### Provided records
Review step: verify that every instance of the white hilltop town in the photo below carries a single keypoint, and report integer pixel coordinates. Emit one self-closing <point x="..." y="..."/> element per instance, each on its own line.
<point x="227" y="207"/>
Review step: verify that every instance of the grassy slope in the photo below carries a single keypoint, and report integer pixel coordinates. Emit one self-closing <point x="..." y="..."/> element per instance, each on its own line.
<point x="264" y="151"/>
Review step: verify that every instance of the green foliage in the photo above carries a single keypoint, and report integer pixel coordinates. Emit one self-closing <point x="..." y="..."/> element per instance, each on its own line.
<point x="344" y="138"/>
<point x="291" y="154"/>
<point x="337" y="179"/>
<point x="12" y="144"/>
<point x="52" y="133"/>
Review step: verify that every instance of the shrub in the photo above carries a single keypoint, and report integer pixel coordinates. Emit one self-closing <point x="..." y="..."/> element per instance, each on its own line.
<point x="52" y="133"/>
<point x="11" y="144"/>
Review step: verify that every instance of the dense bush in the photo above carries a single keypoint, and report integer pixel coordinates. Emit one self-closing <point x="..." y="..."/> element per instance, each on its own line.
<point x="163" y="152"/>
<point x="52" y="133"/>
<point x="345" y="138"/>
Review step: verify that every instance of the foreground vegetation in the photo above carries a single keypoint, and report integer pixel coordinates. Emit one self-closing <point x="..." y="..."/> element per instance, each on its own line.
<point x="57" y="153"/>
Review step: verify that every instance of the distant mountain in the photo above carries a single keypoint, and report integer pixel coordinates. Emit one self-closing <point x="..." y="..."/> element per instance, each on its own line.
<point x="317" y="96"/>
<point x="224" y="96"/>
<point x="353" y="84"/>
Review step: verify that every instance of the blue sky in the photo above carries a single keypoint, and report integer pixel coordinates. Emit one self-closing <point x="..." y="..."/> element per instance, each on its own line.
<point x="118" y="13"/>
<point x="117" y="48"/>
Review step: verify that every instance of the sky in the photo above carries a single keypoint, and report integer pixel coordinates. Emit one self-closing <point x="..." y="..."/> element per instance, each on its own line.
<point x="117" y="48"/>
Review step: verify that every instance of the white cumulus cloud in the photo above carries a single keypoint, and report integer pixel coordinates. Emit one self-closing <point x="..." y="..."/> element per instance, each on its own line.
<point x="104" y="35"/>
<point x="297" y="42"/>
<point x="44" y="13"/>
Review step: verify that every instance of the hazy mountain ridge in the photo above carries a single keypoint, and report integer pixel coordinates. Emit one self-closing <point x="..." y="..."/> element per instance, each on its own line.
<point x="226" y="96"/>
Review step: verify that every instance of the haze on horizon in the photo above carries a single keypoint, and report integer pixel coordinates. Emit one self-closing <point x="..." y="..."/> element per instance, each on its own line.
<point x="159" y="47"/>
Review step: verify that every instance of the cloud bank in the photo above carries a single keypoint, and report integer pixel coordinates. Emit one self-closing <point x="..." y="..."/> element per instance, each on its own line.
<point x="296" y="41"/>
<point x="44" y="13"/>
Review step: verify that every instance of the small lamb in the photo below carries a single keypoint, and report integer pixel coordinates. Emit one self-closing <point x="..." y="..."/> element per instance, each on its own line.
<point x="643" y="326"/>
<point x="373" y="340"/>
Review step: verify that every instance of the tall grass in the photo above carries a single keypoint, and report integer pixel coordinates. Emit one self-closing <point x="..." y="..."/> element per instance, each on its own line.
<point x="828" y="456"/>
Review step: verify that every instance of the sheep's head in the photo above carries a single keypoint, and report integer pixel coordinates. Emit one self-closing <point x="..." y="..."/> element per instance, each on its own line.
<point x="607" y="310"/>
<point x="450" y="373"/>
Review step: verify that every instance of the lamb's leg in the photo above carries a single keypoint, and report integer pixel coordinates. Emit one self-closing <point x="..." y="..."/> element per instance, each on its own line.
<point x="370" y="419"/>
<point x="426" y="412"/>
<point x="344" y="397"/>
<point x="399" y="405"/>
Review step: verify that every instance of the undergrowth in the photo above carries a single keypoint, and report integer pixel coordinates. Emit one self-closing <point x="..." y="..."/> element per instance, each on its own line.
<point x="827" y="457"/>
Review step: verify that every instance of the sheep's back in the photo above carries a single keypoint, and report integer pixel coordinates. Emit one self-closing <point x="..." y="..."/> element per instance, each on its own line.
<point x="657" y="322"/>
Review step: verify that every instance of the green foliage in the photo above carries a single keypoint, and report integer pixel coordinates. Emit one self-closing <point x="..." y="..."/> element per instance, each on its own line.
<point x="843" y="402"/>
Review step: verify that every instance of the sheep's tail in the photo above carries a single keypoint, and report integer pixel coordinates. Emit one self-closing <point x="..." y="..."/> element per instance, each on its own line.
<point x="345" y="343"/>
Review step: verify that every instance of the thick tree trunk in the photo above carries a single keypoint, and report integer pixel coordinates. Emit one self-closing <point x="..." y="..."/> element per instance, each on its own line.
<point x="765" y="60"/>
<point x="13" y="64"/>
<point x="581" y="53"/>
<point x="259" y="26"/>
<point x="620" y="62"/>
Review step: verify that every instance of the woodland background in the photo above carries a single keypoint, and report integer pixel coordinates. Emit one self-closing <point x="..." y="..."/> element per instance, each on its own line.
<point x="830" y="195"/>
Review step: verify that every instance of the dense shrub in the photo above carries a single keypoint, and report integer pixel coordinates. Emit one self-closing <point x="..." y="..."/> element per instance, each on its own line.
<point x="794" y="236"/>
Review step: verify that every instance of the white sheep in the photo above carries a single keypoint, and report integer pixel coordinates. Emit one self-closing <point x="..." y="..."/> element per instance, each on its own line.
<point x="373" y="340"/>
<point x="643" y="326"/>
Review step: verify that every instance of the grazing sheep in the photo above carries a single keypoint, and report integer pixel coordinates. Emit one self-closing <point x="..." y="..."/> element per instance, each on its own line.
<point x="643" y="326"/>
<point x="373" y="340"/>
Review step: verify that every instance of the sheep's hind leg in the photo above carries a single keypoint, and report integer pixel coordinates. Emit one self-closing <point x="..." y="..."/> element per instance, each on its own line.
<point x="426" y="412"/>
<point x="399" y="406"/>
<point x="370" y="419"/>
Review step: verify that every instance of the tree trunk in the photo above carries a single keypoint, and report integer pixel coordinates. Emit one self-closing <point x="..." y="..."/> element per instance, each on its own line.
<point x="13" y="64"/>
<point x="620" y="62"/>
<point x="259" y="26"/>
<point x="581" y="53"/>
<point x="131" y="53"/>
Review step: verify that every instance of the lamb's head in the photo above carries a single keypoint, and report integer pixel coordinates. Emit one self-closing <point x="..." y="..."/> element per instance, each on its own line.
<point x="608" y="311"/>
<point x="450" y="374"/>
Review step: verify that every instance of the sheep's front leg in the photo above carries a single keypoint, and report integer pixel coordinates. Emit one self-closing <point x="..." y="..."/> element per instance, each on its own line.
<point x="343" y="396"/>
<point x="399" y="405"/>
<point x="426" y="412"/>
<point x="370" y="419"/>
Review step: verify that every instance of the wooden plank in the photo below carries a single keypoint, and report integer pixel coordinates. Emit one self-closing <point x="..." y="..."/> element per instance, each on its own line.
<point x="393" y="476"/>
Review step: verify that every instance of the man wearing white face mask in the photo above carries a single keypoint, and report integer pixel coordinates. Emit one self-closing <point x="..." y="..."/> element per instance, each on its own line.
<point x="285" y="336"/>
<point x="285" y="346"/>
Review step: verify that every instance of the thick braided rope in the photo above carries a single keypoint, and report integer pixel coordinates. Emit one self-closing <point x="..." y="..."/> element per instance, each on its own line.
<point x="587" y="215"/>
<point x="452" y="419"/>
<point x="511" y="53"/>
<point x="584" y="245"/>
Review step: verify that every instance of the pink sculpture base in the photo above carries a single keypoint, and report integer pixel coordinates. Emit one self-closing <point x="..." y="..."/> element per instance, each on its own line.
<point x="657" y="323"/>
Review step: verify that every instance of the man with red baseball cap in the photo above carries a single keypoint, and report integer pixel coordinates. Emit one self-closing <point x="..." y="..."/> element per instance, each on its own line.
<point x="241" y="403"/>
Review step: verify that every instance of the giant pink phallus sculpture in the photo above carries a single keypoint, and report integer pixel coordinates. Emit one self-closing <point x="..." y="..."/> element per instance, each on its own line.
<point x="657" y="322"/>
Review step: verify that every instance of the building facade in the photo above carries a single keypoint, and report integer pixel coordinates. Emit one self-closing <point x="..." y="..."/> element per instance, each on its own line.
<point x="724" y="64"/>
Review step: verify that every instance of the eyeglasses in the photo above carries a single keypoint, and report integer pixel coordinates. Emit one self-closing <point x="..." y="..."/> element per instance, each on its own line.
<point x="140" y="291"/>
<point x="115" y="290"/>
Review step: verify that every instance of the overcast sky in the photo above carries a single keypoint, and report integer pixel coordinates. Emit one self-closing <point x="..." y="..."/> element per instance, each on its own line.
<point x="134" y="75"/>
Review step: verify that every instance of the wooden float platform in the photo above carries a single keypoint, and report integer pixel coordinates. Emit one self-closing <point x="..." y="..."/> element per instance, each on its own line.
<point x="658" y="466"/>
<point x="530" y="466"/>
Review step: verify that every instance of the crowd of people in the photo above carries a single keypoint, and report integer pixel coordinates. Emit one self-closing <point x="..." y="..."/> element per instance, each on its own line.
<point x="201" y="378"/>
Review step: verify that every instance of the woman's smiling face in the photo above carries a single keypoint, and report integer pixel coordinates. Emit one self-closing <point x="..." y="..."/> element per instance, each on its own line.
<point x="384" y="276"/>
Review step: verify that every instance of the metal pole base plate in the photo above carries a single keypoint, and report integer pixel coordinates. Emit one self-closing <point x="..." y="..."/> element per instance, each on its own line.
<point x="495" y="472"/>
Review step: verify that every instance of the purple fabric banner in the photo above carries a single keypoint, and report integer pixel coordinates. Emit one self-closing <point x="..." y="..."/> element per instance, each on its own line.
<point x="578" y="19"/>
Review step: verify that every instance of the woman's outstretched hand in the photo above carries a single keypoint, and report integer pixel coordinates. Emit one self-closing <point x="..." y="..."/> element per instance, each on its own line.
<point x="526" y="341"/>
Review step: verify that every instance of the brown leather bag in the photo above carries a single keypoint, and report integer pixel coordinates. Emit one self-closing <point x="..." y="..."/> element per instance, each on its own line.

### Task
Reproduce verbatim the lines of the listing from the line containing "the woman's outstretched" through the last line of the listing.

### Exercise output
Review step: verify that every instance of the woman's outstretched hand in the photo above carries a single keypoint, and report integer pixel coordinates. Emit one self-closing <point x="..." y="..."/> element per instance, each on its own line.
<point x="526" y="341"/>
Review step: verify that every instance of the brown leather bag in the photo above carries a single keypoint, and report integer pixel coordinates. Emit one self-closing <point x="..." y="..."/> element per instance, each on its own line.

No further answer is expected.